**DOCUMENT SEGMENT**.
# # # # # # #
Authors: Niels Peekhaus, Marius Nann, Elisa Brauße, Jan Zerfowski, Annalisa Colucci, Mareike Vermehren, Surjo R. Soekadar
Clinical Neurotechnology Laboratory, Department of Psychiatry and Neurosciences, Charité Campus Mitte (CCM), Charité – Universitätsmedizin Berlin, Germany
Introduction
Brain-computer interfaces (BCIs) can translate brain activity into control signals of wearable actuators, such as exoskeletons, and enable the execution of movements despite impaired motor function, e.g., after stroke. Repeated use of such devices can trigger motor recovery even in chronic paralysis and thus makes BCI-driven treatments a promising tool for neurorehabilitation. However, any BCI experiment requires a technically demanding experimental setup and software capable of recording, processing, classifying, and translating brain activity into feedback in near real-time. While general-purpose BCI software exists (e.g., BCI2000), we focus on flexibility and accessibility to enable easy adaptation to a wide range of experimental setups and clinical applications.
Objectives
With the BeamBCI software, we aim to facilitate research on BCIs by providing a streamlined data processing platform that serves as the foundation of various BCI applications while being flexible, accessible, and effective.
# # # # # # #
**MATERIAL PROVIDED**.
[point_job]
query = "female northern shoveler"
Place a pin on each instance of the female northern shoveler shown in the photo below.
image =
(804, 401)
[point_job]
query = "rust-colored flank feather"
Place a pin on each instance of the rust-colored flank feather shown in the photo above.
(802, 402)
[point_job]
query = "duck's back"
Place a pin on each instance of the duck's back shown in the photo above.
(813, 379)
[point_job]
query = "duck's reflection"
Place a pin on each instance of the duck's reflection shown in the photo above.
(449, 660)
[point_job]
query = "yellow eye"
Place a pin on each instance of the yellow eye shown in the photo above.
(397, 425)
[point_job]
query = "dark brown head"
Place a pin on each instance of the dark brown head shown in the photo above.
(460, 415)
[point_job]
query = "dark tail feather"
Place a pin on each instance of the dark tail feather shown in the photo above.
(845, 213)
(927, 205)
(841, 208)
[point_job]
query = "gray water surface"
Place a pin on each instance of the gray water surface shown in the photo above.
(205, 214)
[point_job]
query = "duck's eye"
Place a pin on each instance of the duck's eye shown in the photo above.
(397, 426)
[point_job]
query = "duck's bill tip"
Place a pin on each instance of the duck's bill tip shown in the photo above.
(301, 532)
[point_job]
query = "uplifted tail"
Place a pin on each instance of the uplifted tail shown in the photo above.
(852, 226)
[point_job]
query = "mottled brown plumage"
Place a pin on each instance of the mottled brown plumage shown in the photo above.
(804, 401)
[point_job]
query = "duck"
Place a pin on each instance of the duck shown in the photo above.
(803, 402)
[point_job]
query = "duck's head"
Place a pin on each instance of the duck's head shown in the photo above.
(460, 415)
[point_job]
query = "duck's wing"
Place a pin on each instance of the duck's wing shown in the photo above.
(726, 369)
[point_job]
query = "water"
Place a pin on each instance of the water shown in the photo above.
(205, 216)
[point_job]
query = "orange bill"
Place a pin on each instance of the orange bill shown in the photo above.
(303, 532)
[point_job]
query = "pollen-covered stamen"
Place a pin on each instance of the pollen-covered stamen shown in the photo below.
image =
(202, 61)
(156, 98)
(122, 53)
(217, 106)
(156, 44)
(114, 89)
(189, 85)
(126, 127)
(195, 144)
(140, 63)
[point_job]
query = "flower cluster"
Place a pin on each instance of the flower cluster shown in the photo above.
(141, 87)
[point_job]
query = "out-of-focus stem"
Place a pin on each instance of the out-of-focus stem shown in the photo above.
# # # # # # #
**WHAT YOU NEED TO DO**.
1. According to the BeamBCI abstract, what is one example of general-purpose BCI software that already exists?
2. Carry on the BeamBCI abstract from the end of its Objectives section.

**RESPONSES BY ITEM NUMBER**.
1. BCI2000

2.
Methods
The BeamBCI is a highly modular software that is built on standard tools for scientific programming: Python, Numpy, Scipy, and Labstreaminglayer (LSL). To set up an experiment, the user selects a set of modules for, e.g., data acquisition, signal classification, and control of an actuator. The modules interconnect automatically via LSL. All data recorded and generated during the experiment (e.g., raw, and processed brain signals, classification results, etc.) are available in the form of LSL streams which are automatically synchronized and stored along with all relevant settings and parameters. The processing is performed in near real-time, resulting in a processing delay of 5 to 10 ms.
Results
The BeamBCI showed a stable performance during more than 300 sessions involving healthy participants, stroke survivors, and tetraplegics using a BCI to control a virtual actuator, motorized orthosis, or domestic appliances.
Conclusion
The BeamBCI is a reliable and performant basis for various BCI experiments and greatly facilitates implementation, execution, and documentation of BCI studies.